What you have to do:
The answer is to contain only the line containing "The locator SHOULD return, for each instance of the white court" and the lines after it through the last one, each reproduced exactly as it appears below.
** Supplied material follows **
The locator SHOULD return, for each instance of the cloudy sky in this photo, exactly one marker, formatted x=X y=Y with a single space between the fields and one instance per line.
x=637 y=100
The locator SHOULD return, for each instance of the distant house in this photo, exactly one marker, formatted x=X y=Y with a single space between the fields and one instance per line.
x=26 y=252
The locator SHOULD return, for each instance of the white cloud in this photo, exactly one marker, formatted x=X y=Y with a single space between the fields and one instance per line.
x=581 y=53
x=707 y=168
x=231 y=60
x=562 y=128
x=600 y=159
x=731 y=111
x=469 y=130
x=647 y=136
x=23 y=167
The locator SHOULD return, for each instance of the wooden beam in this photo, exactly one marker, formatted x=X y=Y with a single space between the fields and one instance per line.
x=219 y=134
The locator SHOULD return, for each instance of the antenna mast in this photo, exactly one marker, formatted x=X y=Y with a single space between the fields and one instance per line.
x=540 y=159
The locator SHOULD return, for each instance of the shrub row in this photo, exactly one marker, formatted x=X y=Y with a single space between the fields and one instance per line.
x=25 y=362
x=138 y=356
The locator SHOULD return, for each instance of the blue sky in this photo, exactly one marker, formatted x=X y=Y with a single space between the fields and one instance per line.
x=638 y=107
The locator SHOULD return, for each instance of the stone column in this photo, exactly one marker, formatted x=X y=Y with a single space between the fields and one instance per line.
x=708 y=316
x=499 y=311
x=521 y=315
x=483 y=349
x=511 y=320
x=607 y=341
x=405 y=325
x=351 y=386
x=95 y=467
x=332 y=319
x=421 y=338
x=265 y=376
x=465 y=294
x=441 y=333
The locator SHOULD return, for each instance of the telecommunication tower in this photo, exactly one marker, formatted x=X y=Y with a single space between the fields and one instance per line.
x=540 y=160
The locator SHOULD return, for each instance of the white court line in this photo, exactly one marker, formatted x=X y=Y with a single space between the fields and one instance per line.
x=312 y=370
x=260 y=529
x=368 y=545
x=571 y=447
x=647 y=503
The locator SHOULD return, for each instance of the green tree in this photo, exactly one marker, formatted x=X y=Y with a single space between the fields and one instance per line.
** End of Supplied material **
Solved exercise:
The locator SHOULD return, for each instance of the white court line in this photo, exactly one marker, formatted x=X y=Y with a single space between the fields and one instance per line.
x=312 y=370
x=260 y=529
x=368 y=545
x=571 y=447
x=647 y=503
The locator SHOULD return, for each instance of the green tree in this photo, exactly one marker, formatted x=X y=Y with a single space between the fields and one instance per line.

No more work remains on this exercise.